Document extract ::

One reason I like squid is that it makes it easy and inexpensive to build a hierarchy of distributed caches. Just take any ancient PC, load a free OS, and put it where it can help alleviate congestion.
I've done a lot of work with 'proxy.pac [squid-cache.org]' files in the last year- it's amazing how much decision-making power you can put into the autoproxy script, letting the client machine take on some of the responsibilities of smart proxying.
For example, right now I have two distinct sites with their own Squid proxies, users at both sites use identical 'proxy.pac' files. The browser decides whether to go direct or via a proxy based on the host/domain of the destination, then chooses a proxy based on it's own source IP address.
This means that every Netscape and IE browser in the enterpise has the same configuration, and even roaming users will always get their closest proxy server each time they connect.
If a business unit later gets their own internet firewall and proxy, it takes a line or two in the global script, and clients automagically use the new proxy.
You can also specify multiple proxies in the file- if the first one times out, all future requests (until the browser is restarted) will go to the next server in the list.
Now if only Lynx would parse the (javascript) proxy.pac file...

Share
twitter facebook
Where exactly does Netcraft say that? (Score:2)

by Walles ( 99143 ) writes:

AFAIK the only thing Netcraft says is that Apache rules the web with 60% market share. Could you please provide a link to where they say that "thousands of ... companies have switched their Web sites from Sun platforms to Windows"?

Thank you //Johan
Re:Architecture (Score:1)

by SwellJoe ( 100612 ) writes:

I/O driven means that is relies on a select or poll loop to wait for file descriptors to be ready for processing.
The async io compile option allows what you've described. And it does wonders for performance. The Swell results from the bakeoff compared to our current results published on our page are a good example of this (we rated 77 req/sec at the bakeoff...we're testing 110 req/sec on less hardware in the lab right now). The difference was that we were experiencing problems (system lockups) with async io compiles at the bakeoff, so to simply get a solid run in we ran without async...performance was less than ideal because of it.

Entries ::
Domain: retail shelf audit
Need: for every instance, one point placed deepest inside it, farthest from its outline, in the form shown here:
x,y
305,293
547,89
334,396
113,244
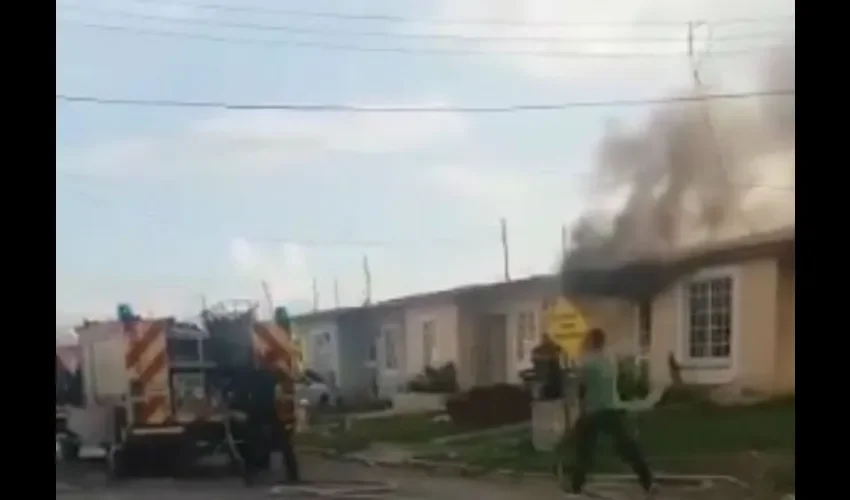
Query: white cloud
x,y
484,185
260,142
606,27
285,268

Set tasks ::
a – Write out the Squid proxy discussion from "I/O driven means" down to "because of it.".
b – Name every web browser mentioned in the Squid proxy discussion.
c – Carry the Squid proxy discussion forward from its last sentence.

Outputs in order ::
a –
I/O driven means that is relies on a select or poll loop to wait for file descriptors to be ready for processing.
The async io compile option allows what you've described. And it does wonders for performance. The Swell results from the bakeoff compared to our current results published on our page are a good example of this (we rated 77 req/sec at the bakeoff...we're testing 110 req/sec on less hardware in the lab right now). The difference was that we were experiencing problems (system lockups) with async io compiles at the bakeoff, so to simply get a solid run in we ran without async...performance was less than ideal because of it.

b – Netscape, IE, Lynx

c –
Those issues have been resolved, and the async io builds are significantly faster.
Re:My boss will love this article. (Score:1)

by SwellJoe ( 100612 ) writes:

Not if performance counts.
BSD is great for Squid because of the excellent stack and reliability (and it's the platform of choice for Duane and most other leads developers), but Linux is better if you want performance. Async IO is only available under Linux and Solaris and it makes a HUGE difference (look at the Swell results at the bakeoff without threads and our results more recently with threads--77 reqs/sec at the bakeoff, 110 running in our labs now--from a $2139 dual IDE drive box! Performance is on the Linux side).
Recent benchmarks of a very tweaked linux/squid box are posted at the swell technology website doing 100 req/sec.
Most WERE above average... (Score:1)

by SwellJoe ( 100612 ) writes:

I was the tech at the bakeoff for Swell's entry, and after having met everyone during the first week and taking a look at the entries, I have to say the vendors at this bake-off were pretty much all above average.
To find the below average vendors you'll need to look to the folks who didn't show up this time.
While I have an obvious interest in promoting the Swell entry (which did quite well...but not as well as we expected due to some unresolved bugs), I spent a lot of time talking to the other vendors techs. There were some very smart people pushing very good products at this bake-off. I wouldn't hesitate to recommend (for customers that need more than our boxes provide and can spend the extra dough, of course) many of the products tested.
I know it sounds rather flowery to say that "All the girls in the pageant were very pretty", but in this case, I think the bake-offs are really separating the chafe from the wheat. Look at previous bakeoff numbers and prices and compare to this time around. Keeping in mind that this bake-offs workload was MUCH harder than previous workloads (the Polymix-1 or Datacomm-1 workloads found in previous comparisons), even so the price performance has improved markedly from all vendors. And the price/performance also-rans from previous events just didn't show up this time.
That's why the polygraph guys deserve such praise. They allow cache users to really know what they are buying. And the companies that don't show up or don't provide a good value just won't sell as many boxes. (And I strongly recommend against buying an untested cache product...there are some real stinkers out there and you don't always get what you pay for.)
Re:My boss will love this article. (Score:1)

by SwellJoe ( 100612 ) writes:

Nice try. Look into the squid source and FAQ. Kernel threads are required for an async io compile of squid. I'm not knocking FreeBSD by any means. I've had to learn to love it while doing these benchmarks (the testing environment only runs properly under BSD). It's a great OS.
But squid currently performs better under Linux, when proper tweaks are made. If you can make a BSD box do 110 reqs/sec from a K6 and 2 IDE hard disks with a stable version of squid, then I'd love to hear about it. It simply isn't going to happen currently. It's not even easy to do with Linux.
When the new squid filesystems come online, all the rules may change. But currently linux is the speed king for Squid.
Look at the Swell entry, instead... (Score:2)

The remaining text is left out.